-- Start of Information given --

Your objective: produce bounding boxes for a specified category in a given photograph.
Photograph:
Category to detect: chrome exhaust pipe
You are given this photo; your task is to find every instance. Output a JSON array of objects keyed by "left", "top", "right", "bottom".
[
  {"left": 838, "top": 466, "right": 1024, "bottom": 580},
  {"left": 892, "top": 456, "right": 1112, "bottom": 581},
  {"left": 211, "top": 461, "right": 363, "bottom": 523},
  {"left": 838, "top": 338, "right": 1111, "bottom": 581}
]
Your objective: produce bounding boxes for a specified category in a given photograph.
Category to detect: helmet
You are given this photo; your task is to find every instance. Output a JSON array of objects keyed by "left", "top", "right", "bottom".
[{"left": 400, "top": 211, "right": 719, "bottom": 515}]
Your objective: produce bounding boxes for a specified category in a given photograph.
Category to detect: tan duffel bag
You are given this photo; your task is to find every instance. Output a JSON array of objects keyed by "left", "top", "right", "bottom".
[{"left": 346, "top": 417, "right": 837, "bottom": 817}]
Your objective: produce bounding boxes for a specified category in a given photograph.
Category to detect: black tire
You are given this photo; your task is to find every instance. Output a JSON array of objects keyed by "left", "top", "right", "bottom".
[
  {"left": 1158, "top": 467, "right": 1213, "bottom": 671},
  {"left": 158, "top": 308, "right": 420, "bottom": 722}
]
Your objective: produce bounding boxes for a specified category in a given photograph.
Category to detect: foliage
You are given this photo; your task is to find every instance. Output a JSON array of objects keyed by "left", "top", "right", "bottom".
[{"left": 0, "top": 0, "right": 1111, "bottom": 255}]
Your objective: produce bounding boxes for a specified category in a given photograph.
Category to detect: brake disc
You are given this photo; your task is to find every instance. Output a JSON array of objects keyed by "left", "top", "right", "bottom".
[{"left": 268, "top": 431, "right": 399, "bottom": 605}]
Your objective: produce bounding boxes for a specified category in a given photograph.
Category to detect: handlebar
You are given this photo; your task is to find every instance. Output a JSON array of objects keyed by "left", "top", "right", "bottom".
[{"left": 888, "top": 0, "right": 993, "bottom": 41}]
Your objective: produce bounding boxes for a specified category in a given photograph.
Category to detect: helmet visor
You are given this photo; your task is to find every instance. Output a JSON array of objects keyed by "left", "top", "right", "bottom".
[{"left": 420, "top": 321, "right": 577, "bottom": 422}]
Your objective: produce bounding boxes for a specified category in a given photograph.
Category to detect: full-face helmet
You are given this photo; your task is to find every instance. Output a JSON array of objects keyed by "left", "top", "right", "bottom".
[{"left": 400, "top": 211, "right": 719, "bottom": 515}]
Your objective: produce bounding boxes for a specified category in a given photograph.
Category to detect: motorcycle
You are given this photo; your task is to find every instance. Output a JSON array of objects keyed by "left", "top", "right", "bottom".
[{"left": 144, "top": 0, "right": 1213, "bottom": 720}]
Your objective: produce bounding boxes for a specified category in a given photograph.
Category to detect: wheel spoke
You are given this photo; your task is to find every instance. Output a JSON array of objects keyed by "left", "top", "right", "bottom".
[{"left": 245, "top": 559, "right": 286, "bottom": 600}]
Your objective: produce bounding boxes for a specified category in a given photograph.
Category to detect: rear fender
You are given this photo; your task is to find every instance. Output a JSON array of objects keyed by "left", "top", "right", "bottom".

-- End of Information given --

:: What is needed ::
Reproduce the items above word for word, starting at their first line and ending at the line that contains "Category to detect: chrome exhaust pipe", with both of those lines included.

:: Response for this exercise ::
Your objective: produce bounding boxes for a specified category in a given photograph.
Photograph:
Category to detect: chrome exhaust pipe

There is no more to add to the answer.